======== Information provided ========

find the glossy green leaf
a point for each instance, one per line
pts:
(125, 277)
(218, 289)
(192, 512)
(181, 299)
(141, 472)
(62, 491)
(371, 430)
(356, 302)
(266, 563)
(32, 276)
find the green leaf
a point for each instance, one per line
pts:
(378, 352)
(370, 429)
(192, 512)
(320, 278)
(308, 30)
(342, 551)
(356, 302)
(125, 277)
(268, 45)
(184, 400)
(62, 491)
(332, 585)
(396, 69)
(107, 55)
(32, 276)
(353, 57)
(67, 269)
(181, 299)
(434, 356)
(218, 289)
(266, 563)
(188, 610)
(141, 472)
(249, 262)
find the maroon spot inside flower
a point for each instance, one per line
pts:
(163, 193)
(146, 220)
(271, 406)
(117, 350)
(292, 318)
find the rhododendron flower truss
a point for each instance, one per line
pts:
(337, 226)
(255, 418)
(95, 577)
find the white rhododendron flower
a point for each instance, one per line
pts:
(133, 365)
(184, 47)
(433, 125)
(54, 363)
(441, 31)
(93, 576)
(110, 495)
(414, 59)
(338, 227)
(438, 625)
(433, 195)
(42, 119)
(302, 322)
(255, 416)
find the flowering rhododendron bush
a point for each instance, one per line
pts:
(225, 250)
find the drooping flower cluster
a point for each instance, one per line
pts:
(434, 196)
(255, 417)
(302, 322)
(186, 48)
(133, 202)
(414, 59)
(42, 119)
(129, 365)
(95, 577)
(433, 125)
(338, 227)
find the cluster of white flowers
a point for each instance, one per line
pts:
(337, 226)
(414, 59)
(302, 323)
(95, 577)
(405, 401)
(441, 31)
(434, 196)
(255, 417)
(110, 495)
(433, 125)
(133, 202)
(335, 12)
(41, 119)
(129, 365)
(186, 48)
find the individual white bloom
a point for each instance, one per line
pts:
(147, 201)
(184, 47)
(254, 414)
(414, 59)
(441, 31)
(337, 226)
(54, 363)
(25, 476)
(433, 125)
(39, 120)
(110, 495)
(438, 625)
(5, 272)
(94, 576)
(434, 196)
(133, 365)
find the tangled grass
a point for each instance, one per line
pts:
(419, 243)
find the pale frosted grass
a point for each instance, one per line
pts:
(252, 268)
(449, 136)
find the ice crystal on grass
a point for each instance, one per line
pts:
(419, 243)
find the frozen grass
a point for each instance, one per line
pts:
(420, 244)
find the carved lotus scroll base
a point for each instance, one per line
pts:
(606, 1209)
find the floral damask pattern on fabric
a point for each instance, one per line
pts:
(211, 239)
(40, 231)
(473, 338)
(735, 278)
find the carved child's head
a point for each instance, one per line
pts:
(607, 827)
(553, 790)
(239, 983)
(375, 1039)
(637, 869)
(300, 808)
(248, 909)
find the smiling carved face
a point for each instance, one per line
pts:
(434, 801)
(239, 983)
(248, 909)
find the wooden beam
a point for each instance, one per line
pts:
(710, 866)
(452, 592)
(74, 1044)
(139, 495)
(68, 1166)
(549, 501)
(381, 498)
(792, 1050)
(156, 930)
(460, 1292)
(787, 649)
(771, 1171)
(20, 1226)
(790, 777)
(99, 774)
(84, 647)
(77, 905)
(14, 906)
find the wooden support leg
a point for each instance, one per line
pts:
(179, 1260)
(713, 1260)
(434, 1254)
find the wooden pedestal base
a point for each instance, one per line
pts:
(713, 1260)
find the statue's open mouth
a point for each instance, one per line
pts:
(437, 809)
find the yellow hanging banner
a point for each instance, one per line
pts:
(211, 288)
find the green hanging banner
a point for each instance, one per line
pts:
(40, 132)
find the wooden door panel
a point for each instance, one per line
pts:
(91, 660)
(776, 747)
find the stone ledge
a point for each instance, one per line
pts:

========

Task: Of the lines in the data, report each one containing the string "leaf".

Finished task:
find the glossy green leaf
find the green leaf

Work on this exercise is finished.